[Source data Boundary: Start]

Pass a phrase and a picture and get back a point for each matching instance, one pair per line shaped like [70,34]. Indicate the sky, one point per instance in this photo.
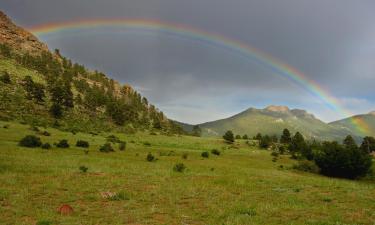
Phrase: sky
[331,42]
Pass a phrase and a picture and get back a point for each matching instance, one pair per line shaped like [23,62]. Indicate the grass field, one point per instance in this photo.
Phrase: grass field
[241,186]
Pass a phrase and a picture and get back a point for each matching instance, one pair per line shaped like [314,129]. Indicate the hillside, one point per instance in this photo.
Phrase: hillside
[46,89]
[346,124]
[272,120]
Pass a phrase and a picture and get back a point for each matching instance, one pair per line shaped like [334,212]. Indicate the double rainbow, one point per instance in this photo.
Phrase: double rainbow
[211,39]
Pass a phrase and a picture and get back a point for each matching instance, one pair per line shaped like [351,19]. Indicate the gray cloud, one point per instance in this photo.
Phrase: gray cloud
[332,42]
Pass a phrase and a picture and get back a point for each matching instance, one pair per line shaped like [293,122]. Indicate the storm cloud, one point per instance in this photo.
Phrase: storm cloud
[331,42]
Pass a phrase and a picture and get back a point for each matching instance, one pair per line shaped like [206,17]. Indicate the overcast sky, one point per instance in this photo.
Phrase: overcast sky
[331,41]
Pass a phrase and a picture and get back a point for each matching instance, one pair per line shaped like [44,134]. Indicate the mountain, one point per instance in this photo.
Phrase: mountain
[43,88]
[272,120]
[367,119]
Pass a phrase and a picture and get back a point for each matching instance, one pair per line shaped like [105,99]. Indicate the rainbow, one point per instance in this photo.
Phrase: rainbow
[210,39]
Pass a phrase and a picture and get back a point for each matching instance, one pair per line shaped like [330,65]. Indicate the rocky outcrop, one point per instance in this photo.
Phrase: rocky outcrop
[18,38]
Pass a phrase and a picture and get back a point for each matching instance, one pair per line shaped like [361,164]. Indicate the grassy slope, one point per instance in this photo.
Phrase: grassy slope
[245,187]
[347,124]
[253,121]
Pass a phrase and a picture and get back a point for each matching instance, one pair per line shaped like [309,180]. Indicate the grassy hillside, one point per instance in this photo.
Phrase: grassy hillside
[241,186]
[272,122]
[346,124]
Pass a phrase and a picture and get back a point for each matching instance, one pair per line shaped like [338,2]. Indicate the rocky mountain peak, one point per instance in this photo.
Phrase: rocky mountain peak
[274,108]
[19,38]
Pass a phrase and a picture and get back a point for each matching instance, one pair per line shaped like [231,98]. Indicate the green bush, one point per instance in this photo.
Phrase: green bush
[179,167]
[30,141]
[63,144]
[306,166]
[46,146]
[122,146]
[82,144]
[107,147]
[150,157]
[215,152]
[343,161]
[83,169]
[205,154]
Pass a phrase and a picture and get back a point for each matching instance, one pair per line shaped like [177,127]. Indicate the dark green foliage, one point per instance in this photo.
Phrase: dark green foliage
[5,78]
[179,167]
[349,142]
[306,166]
[150,157]
[83,169]
[34,90]
[120,196]
[342,161]
[63,144]
[122,146]
[30,141]
[45,133]
[258,137]
[56,110]
[205,154]
[44,222]
[46,146]
[197,131]
[82,144]
[229,137]
[286,137]
[299,148]
[368,144]
[215,152]
[107,147]
[5,50]
[265,142]
[113,139]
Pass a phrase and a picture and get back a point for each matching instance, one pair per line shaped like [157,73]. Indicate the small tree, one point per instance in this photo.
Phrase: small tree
[343,161]
[5,78]
[229,137]
[368,144]
[197,131]
[285,137]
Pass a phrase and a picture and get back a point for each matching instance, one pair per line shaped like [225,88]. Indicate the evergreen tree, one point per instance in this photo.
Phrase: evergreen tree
[368,144]
[197,131]
[228,136]
[285,137]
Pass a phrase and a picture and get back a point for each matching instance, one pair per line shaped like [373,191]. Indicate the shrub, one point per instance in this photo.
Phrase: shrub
[45,133]
[46,146]
[83,169]
[63,144]
[5,78]
[44,222]
[30,141]
[119,196]
[215,152]
[107,147]
[306,166]
[122,146]
[113,139]
[179,167]
[228,136]
[82,144]
[150,157]
[205,154]
[338,161]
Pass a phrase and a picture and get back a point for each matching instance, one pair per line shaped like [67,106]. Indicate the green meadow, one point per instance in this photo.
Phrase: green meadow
[240,186]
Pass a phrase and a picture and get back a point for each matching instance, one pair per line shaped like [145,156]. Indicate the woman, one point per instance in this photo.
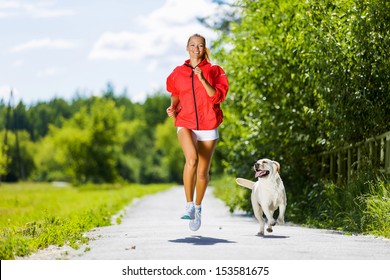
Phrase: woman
[197,88]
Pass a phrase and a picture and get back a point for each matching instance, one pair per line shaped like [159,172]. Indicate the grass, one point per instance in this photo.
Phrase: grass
[36,215]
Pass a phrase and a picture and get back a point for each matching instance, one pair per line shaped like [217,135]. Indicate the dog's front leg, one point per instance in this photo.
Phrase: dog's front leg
[259,215]
[282,209]
[270,219]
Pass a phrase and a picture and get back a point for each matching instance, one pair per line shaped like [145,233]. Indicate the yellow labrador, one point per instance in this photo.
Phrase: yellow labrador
[268,193]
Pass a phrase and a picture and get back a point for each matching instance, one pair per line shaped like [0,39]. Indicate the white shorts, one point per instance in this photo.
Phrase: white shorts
[204,135]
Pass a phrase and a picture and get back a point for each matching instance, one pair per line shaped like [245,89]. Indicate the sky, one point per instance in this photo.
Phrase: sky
[57,48]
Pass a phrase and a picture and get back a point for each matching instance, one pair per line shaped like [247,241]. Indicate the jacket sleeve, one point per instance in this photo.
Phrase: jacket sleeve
[221,85]
[171,87]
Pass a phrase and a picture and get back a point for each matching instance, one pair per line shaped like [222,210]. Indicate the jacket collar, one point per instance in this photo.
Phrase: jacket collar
[202,63]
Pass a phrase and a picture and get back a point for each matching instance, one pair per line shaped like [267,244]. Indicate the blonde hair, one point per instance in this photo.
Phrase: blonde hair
[207,50]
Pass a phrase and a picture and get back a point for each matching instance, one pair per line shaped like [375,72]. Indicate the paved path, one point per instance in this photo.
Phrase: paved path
[151,230]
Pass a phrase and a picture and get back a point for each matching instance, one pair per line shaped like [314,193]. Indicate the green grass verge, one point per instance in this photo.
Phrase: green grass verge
[36,215]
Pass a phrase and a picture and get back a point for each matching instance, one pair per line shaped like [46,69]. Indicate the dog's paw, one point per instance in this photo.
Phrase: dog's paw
[272,222]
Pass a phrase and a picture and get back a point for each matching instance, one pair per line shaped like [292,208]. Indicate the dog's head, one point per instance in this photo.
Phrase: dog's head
[266,167]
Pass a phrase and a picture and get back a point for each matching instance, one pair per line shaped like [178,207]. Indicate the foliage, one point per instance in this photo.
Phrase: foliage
[300,84]
[34,216]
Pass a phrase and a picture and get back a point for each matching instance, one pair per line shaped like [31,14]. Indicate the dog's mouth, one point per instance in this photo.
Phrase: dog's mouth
[261,173]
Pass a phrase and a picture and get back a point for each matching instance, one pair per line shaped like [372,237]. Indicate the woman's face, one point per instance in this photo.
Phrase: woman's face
[196,47]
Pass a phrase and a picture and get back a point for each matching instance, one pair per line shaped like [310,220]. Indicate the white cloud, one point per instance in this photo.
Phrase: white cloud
[48,72]
[162,34]
[38,9]
[5,94]
[46,43]
[17,63]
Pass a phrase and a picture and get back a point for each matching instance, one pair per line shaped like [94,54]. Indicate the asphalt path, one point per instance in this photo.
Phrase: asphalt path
[151,229]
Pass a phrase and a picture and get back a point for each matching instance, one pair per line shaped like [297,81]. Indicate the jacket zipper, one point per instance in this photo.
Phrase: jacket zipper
[193,95]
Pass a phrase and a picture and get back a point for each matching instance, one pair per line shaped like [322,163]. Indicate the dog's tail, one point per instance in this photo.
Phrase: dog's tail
[245,183]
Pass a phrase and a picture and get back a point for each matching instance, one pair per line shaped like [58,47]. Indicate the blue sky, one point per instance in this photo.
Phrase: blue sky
[55,48]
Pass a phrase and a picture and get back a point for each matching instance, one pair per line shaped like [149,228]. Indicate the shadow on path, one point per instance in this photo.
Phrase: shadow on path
[201,240]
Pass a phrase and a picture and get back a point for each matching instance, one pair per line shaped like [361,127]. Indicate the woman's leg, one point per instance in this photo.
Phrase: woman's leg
[187,141]
[205,154]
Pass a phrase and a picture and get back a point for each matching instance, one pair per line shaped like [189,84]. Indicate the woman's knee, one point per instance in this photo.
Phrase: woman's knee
[192,162]
[203,175]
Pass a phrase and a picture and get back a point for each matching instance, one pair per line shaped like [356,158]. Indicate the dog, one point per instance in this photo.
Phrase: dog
[268,193]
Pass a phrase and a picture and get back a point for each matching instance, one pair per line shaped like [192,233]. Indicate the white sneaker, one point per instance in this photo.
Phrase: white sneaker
[195,223]
[190,212]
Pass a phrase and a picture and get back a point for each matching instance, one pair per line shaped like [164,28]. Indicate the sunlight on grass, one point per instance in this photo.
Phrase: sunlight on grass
[36,215]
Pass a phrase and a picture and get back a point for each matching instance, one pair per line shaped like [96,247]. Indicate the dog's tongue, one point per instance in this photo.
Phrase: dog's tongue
[261,173]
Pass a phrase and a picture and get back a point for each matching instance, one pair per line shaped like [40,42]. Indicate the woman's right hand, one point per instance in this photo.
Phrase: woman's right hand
[171,112]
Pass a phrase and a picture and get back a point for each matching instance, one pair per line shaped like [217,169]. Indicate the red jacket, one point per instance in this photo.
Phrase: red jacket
[197,110]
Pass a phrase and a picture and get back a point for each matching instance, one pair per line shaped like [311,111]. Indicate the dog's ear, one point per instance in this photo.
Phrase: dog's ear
[245,183]
[277,166]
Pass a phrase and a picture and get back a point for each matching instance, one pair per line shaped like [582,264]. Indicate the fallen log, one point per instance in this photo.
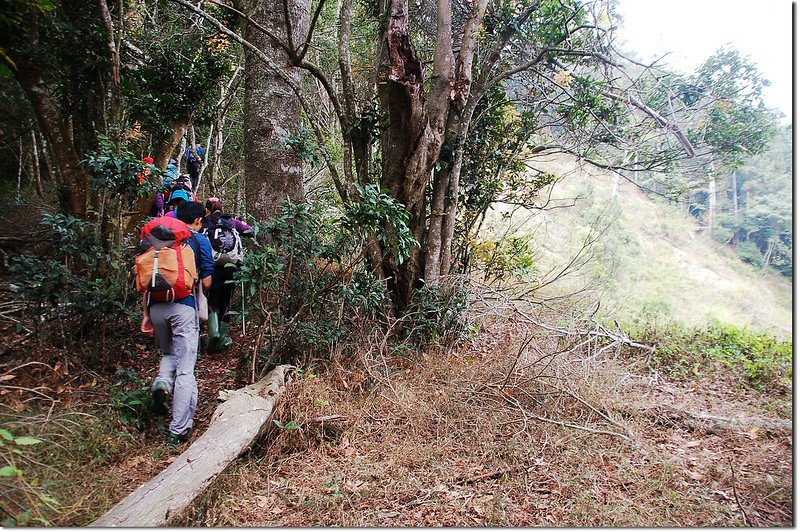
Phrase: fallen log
[713,423]
[235,426]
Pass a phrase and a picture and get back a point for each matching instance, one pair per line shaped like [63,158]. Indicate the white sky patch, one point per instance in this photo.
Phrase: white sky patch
[692,30]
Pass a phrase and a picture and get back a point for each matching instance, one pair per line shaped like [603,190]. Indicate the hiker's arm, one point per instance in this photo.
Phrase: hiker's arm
[242,228]
[147,325]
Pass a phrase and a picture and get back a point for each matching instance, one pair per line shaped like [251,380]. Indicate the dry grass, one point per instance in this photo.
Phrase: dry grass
[459,440]
[522,426]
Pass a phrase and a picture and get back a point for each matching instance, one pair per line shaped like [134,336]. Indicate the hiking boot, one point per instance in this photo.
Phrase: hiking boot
[213,332]
[161,398]
[225,341]
[174,440]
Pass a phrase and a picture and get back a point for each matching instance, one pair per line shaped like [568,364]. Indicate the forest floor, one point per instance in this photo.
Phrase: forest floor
[519,426]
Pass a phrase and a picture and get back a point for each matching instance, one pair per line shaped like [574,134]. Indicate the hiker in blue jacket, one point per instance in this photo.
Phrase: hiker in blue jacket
[177,328]
[222,285]
[194,162]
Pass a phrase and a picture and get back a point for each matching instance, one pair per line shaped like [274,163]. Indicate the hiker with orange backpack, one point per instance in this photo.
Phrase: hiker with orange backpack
[173,257]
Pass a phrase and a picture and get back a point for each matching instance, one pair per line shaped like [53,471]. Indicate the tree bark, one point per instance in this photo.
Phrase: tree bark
[236,425]
[59,135]
[412,141]
[712,202]
[273,171]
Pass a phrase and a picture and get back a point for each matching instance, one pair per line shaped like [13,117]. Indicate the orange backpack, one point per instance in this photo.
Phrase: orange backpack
[165,267]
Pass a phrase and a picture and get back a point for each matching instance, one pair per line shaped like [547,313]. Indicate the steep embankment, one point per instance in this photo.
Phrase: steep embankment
[652,260]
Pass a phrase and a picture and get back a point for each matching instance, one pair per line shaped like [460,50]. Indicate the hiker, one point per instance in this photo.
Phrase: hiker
[172,173]
[177,198]
[161,196]
[224,232]
[194,162]
[176,324]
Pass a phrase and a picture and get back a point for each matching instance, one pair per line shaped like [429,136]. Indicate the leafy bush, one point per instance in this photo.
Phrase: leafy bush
[438,314]
[117,169]
[131,397]
[306,278]
[504,258]
[30,500]
[753,358]
[75,275]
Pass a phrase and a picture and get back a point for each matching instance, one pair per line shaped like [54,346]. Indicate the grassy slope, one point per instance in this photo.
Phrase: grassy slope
[653,261]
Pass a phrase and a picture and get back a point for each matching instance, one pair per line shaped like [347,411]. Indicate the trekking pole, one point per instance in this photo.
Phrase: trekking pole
[244,333]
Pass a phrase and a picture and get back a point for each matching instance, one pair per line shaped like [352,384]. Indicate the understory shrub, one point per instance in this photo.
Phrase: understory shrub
[753,358]
[73,275]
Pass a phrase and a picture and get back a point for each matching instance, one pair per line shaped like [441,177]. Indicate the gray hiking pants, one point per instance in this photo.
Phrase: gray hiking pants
[178,332]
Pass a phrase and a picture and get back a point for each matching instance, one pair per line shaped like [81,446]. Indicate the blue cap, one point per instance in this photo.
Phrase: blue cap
[179,194]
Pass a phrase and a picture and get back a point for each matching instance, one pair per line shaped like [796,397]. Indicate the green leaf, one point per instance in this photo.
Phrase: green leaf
[26,440]
[9,471]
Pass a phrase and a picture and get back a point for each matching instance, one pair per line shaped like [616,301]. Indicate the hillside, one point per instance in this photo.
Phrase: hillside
[652,260]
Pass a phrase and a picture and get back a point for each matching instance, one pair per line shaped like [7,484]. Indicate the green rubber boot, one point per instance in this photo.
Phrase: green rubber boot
[213,333]
[225,341]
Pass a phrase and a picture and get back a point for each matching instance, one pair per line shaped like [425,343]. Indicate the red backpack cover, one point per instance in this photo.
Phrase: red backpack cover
[165,267]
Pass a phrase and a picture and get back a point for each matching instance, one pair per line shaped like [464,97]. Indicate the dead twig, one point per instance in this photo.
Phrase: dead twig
[486,476]
[745,519]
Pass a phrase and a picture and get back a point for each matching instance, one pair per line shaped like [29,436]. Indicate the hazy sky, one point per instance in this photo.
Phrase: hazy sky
[694,29]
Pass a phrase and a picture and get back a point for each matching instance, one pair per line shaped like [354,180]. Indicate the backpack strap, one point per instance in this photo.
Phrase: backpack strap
[193,237]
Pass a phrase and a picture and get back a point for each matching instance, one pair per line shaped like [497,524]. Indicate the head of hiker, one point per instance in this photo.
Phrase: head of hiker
[213,204]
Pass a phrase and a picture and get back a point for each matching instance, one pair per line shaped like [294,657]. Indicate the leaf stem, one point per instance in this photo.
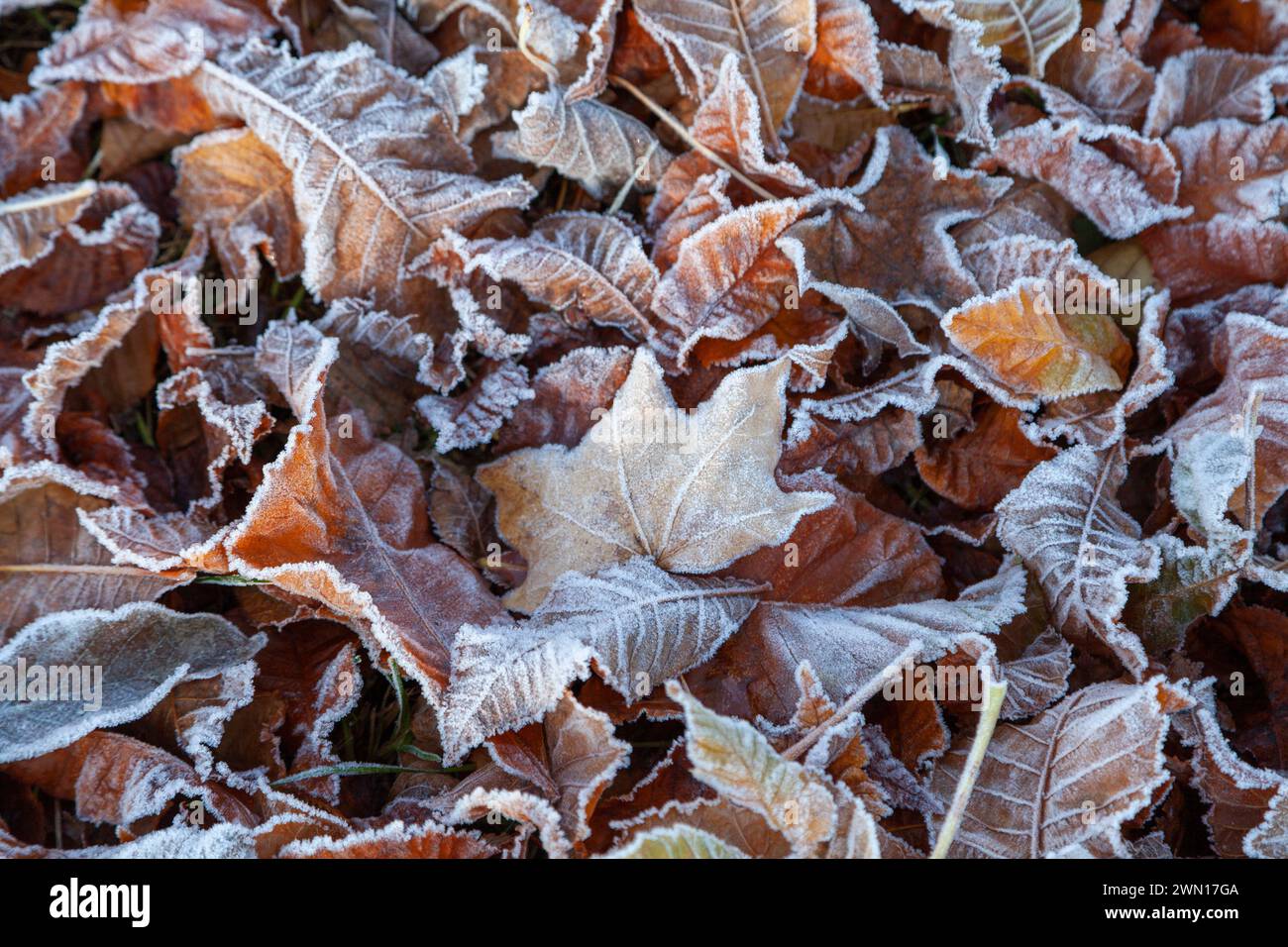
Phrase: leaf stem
[678,127]
[853,702]
[992,709]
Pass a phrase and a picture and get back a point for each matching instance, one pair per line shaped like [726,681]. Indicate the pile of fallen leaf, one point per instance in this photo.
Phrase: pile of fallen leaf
[579,427]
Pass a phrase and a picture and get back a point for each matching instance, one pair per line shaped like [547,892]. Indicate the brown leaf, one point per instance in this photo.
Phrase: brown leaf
[68,247]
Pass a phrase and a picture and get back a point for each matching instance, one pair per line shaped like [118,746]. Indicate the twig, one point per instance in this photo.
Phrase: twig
[626,188]
[524,18]
[767,116]
[993,696]
[853,702]
[678,127]
[1249,487]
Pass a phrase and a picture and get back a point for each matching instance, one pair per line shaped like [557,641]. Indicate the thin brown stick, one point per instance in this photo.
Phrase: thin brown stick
[678,127]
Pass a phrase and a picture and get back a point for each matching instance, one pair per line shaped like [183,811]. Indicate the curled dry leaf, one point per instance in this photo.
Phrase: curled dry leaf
[527,428]
[552,500]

[Source data Boundary: End]

Set down, from the entries above, exactly the lines from the one with "shaped like [361,164]." up to and including the one with "shaped like [373,191].", and no other lines.

**Response to the exercise**.
Pass a phrase and a picture and get back a point for each matching instance, one pair per line shaped like [361,164]. Indicate the grassy slope, one point per instance in this photo.
Phrase: grassy slope
[245,187]
[347,124]
[253,121]
Pass a phrase and a picture and get back a point for each matching instance, one pair per line shaped like [309,180]. Indicate the grassy hillside, one point per instance in this photo.
Phrase: grassy hillside
[241,186]
[272,122]
[346,124]
Pass a phrase and a picture and get back a point for each matching instance, one pair per line shaped like [338,2]. Indicate the rocky mountain peak, one point per instance in this photo.
Phrase: rocky mountain peak
[274,108]
[19,38]
Pass a phrase and a picture and get back a point for each matching instance, one pair per line shaped like [231,98]. Indicate the green bush, one point per instance in this photo.
Phrase: green bush
[179,167]
[30,141]
[63,144]
[306,166]
[46,146]
[122,146]
[82,144]
[107,147]
[150,157]
[215,152]
[343,161]
[83,169]
[205,154]
Pass a phrase and a picture and get back a point for each matching instance, one pair per line shaped like [177,127]. Indicate the dark green foliage, one point per instance in this photo.
Phrase: dark green foliage
[5,78]
[179,167]
[349,142]
[306,166]
[150,157]
[83,169]
[34,90]
[120,196]
[342,161]
[63,144]
[122,146]
[30,141]
[45,133]
[258,137]
[56,110]
[205,154]
[44,222]
[46,146]
[197,131]
[82,144]
[229,137]
[286,137]
[299,148]
[368,144]
[215,152]
[107,147]
[5,50]
[265,142]
[113,139]
Pass a phrase and a picture and get back a point for each matching instance, one pair per line shaped like [157,73]. Indicate the small tree, one point per instance in this photo.
Phrase: small tree
[343,161]
[5,78]
[229,137]
[368,144]
[197,131]
[285,137]
Pass a phrase and a picture and get back a point for each matching instance, one pair per line shaped like [225,88]. Indicate the evergreen tree, one point per instance in this photo.
Phrase: evergreen tree
[368,144]
[197,131]
[228,136]
[285,137]
Pass a phrase and a picture and get back a point for each matching instance, one pair per line shaped like [373,191]. Indicate the shrub, one point per instance in this photo.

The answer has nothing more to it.